* [Brief A] Reproduce everything in the entries below, from the line containing "[trace] pink t-shirt" down to the last line of the entries.

* [Passage shown]
.....

Ripped from the press release: A Swedish underwear company announced Tuesday that it recently “love bombed” North Korea with “weapons of mass seduction” in the form of 450 pairs of hot pink underwear, a move that is ever-so-slightly tone deaf given the country’s escalating issues with sex trafficking. 

Björn Borg allowed consumers to vote for the country “in most need of love and seduction,” and the economically and politically troubled North Korea was named winner.

“We had planned how we would pursue an airdrop, and we could have done it almost anywhere in the world – except North Korea,” marketing director Lina Söderqvist all-too-incredulously explained to Swedish-English news site The Local“It was impossible to do an airdrop in NOrth Korea, someone would get hurt.”

So they hired an undercover journalist “whose name is withheld for security reasons” to write a riveting blog about the 10 day journey — “the weather’s cloudy again today;” “today I’m visiting a middle school, and some other stuff;” “I finished last at bowling” — to drop the panties from his or her 41st floor hotel room window.

While this could be written off as a strange stunt, it has deeper flaws. Greg Scarlatoiu, executive director of the U.S. Committee for Human Rights in North Korea, told NK News that given the country’s high sex trafficking rates, “Bjorn Borg’s idea that North Korea’s problem is that it’s a ‘sexual cold spot’ in need of ‘weapons of mass seduction’ denotes poor judgment, to say the least.”

Furthermore, it “distracts attention away from North Korea’s real issues, and provides more material to those keen on a superficial tabloid-style approach to that country.”

But Söderqvist countered that its hands were tied as “the world chose Pyongyang in North Korea, and we find that everybody should have the right to some love and seduction, no matter where you live… it was completely out of our hands.”

Söderqvist says that 100,000 of the votes came from South Korea over the course of a night.

.....

* [Given information]
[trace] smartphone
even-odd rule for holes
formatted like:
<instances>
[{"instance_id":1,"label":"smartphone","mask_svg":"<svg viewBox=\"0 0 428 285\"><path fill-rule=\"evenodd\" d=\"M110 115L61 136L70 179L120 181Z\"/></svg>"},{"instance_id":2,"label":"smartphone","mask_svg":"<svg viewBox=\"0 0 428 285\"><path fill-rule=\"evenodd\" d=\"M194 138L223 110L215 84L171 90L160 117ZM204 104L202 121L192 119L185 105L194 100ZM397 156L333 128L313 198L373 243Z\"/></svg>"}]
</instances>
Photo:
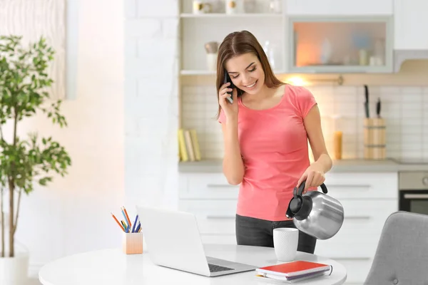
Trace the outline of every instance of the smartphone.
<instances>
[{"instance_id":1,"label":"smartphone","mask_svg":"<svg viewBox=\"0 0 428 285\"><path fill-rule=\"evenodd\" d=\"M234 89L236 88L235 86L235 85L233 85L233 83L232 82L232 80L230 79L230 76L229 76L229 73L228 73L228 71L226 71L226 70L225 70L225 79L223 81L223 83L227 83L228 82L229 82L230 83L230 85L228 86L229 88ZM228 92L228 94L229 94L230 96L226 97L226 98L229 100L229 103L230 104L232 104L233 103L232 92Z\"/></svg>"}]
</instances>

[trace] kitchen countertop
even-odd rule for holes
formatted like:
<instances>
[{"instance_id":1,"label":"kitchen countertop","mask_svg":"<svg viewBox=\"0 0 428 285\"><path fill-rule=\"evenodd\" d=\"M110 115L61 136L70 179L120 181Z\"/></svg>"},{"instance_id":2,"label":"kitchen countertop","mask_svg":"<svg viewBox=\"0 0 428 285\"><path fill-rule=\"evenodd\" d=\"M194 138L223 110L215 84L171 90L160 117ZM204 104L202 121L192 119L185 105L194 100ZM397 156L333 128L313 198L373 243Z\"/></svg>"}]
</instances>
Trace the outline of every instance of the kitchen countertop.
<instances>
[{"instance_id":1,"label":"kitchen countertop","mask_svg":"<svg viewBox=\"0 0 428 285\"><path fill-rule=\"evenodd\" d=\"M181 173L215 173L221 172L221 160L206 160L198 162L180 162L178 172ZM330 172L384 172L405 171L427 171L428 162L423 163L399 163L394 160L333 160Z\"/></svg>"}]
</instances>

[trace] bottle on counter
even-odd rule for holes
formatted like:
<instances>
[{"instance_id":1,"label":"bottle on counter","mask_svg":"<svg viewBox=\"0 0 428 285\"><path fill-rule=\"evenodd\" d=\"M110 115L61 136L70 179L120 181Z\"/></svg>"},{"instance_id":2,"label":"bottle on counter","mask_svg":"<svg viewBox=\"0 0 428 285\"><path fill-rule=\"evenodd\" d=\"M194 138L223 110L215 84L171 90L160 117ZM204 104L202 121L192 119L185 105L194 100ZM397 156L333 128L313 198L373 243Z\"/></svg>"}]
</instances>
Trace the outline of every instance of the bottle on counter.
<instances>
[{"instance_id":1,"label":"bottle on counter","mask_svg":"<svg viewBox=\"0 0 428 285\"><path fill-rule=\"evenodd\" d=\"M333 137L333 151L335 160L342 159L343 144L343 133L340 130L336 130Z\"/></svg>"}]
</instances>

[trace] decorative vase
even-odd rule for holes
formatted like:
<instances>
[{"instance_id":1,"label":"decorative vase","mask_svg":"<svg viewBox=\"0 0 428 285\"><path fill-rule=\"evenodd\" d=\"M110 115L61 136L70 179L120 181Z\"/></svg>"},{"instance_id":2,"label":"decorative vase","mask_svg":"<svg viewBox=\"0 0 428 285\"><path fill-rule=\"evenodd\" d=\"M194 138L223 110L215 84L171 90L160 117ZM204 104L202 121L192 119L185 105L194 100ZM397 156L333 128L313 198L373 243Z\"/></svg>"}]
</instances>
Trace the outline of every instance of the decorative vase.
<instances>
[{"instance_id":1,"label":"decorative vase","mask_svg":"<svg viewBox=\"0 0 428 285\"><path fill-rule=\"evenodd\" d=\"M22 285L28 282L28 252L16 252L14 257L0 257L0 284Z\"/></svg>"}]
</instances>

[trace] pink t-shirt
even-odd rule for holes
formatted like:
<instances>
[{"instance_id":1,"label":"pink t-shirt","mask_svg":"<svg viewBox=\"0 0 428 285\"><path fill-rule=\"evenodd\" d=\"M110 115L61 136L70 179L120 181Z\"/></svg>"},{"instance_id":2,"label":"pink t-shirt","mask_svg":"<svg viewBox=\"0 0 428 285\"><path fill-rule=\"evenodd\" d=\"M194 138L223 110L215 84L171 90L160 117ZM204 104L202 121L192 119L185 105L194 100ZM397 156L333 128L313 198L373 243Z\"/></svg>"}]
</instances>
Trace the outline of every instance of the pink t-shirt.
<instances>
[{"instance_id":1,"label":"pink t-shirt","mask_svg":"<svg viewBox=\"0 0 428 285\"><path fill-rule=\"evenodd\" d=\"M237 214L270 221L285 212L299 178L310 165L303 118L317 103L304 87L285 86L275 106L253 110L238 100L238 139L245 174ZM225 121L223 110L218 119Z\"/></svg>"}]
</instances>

.....

* [Brief B] Transcribe everything in the article on the North Korea underwear stunt above, from "But Söderqvist countered that" down to "of a night.".

* [Right answer A]
[trace] pink t-shirt
even-odd rule for holes
formatted like:
<instances>
[{"instance_id":1,"label":"pink t-shirt","mask_svg":"<svg viewBox=\"0 0 428 285\"><path fill-rule=\"evenodd\" d=\"M110 115L61 136L70 179L120 181Z\"/></svg>"},{"instance_id":2,"label":"pink t-shirt","mask_svg":"<svg viewBox=\"0 0 428 285\"><path fill-rule=\"evenodd\" d=\"M194 138L223 110L215 84L171 90L160 117ZM204 104L202 121L192 119L185 105L194 100ZM397 156L333 128L313 198L373 243Z\"/></svg>"}]
</instances>
Trace the outline of every instance of the pink t-shirt.
<instances>
[{"instance_id":1,"label":"pink t-shirt","mask_svg":"<svg viewBox=\"0 0 428 285\"><path fill-rule=\"evenodd\" d=\"M237 214L270 221L285 212L299 178L310 165L303 118L317 103L304 87L285 86L275 106L253 110L238 100L238 139L245 174ZM225 121L223 110L218 119Z\"/></svg>"}]
</instances>

* [Right answer B]
But Söderqvist countered that its hands were tied as “the world chose Pyongyang in North Korea, and we find that everybody should have the right to some love and seduction, no matter where you live… it was completely out of our hands.”

Söderqvist says that 100,000 of the votes came from South Korea over the course of a night.